### PASSAGE FOURNI
-------

Il vise à bien préciser dans le texte que les dispositions relatives à l’ouverture de l’enquête préliminaire au contradictoire s’appliquent que l’intéressé soit soupçonné d’avoir commis une infraction en tant qu’auteur ou en tant que complice.
M. le président. Quel est l’avis de la commission ?
M. Philippe Bonnecarrère, rapporteur. Nous souhaiterions connaître l’avis du Gouvernement. Selon nous, la précision apportée ne s’impose pas, puisque le traitement est le même, sur le plan de la répression, qu’il s’agisse de l’auteur principal ou du complice.
Abstraction faite de son caractère pédagogique, nous ne voyons pas très bien l’intérêt de l’amendement, mais peut-être avons-nous mal appréhendé sa portée.
M. le président. Quel est l’avis du Gouvernement ?
M. le président. L’amendement n° 70, présenté par Mmes Cukierman, Assassi et les membres du groupe communiste républicain citoyen et écologiste, est ainsi libellé :
Alinéas 12 et 13
Remplacer les mots :
d’un an
par les mots :
de six mois
La parole est à Mme Éliane Assassi.

-------

### LIGNES DE DONNÉES
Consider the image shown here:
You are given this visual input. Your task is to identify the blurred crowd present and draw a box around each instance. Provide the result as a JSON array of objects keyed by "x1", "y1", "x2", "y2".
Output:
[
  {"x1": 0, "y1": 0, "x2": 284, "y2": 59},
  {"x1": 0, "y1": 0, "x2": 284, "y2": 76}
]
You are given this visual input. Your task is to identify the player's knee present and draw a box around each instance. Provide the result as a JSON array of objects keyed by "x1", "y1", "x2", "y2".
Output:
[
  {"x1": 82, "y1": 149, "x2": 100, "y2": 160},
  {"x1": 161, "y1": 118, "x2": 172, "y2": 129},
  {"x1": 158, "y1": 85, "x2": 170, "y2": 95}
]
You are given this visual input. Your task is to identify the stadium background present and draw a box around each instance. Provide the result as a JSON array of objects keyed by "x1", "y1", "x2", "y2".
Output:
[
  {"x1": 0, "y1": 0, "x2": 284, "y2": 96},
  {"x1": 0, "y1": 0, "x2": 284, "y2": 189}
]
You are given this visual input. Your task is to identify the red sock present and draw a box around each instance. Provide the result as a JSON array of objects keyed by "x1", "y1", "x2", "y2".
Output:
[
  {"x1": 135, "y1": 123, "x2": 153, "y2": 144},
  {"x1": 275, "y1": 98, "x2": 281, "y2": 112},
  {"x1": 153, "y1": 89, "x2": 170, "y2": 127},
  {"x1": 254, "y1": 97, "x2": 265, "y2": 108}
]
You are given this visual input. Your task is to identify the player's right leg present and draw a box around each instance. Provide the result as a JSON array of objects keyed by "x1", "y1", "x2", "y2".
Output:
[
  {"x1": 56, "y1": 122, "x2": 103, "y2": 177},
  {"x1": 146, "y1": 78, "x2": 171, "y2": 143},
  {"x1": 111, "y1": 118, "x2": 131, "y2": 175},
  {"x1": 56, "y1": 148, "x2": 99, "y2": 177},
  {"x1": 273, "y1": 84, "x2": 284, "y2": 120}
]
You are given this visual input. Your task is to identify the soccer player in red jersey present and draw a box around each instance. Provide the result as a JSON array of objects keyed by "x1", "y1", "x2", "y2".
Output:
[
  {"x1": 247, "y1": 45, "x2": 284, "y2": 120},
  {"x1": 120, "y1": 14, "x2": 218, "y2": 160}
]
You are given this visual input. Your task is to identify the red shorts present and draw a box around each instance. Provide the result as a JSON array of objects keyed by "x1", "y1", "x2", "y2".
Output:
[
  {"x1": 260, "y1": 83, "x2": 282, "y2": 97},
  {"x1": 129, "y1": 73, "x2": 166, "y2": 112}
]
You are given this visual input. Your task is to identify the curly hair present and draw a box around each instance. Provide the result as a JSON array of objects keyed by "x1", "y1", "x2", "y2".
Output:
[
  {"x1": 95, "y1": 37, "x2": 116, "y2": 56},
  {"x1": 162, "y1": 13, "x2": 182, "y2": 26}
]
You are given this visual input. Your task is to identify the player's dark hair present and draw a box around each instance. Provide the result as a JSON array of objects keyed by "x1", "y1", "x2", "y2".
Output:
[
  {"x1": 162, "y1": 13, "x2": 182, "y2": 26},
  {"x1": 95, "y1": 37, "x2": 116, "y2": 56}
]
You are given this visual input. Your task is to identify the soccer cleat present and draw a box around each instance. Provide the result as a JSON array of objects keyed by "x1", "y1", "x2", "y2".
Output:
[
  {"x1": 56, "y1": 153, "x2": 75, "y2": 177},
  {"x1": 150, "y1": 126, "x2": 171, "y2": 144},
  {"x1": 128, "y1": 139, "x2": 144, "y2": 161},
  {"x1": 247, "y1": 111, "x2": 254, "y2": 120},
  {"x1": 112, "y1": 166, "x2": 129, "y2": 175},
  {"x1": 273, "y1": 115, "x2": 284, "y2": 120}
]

-------

### TÂCHES À RÉALISER
1 > Répondez à ces questions d'après le passage fourni :
(a) Qui intervient en qualité de rapporteur ?
(b) Quel numéro porte l'amendement présenté par Mmes Cukierman, Assassi et les membres du groupe communiste républicain citoyen et écologiste ?
(c) Par quels mots cet amendement propose-t-il de remplacer « d'un an » ?
2 > Rédigez la suite du passage fourni, à partir de sa dernière phrase.
Les items forment un ensemble à part, distinct du passage fourni.

### RÉSULTATS FINAUX
1 >
(a) M. Philippe Bonnecarrère.
(b) Le n° 70.
(c) « de six mois ».

2 >
Mme Éliane Assassi. Nous reprenons une préconisation du Conseil national des barreaux. Il s’agit de renforcer les droits de la défense et le respect du contradictoire dans l’enquête préliminaire en donnant l’accès au dossier au suspect et à son avocat dès le stade de la garde à vue ou de l’audition libre. Au regard du droit à un procès équitable, le droit d’accès au dossier pour le citoyen mis en cause dans le cas d’une enquête préliminaire apparaît en effet indispensable.
L’étude d’impact du projet de loi souligne d’ailleurs, à cet égard, que, dans la plupart des pays européens, « parmi les droits les plus fréquemment conférés à la personne au cours de l’enquête figurent le droit d’accès au dossier, le plus souvent au cours de la garde à vue, et le droit de demander des actes d’enquête ou de participer à des actes d’enquête et d’être informé de ses droits ».
Le suspect et son avocat, avant la garde à vue ou l’audition libre, devraient donc pouvoir avoir accès au dossier de l’enquête, expurgé, bien évidemment, des éléments devant rester secrets dans l’attente de la fin de l’investigation en cours et ne pouvant être connus que des enquêteurs, et ce afin que le suspect puisse avoir la meilleure connaissance possible, à ce stade de l’enquête, des charges et indices qui pèsent sur lui.
M. le président. Quel est l’avis de la commission ?
M. Philippe Bonnecarrère, rapporteur. Cet amendement, sur lequel j’émettrai un avis défavorable, est une forme de réponse, madame Assassi, à l’intervention de notre collègue M. Longuet.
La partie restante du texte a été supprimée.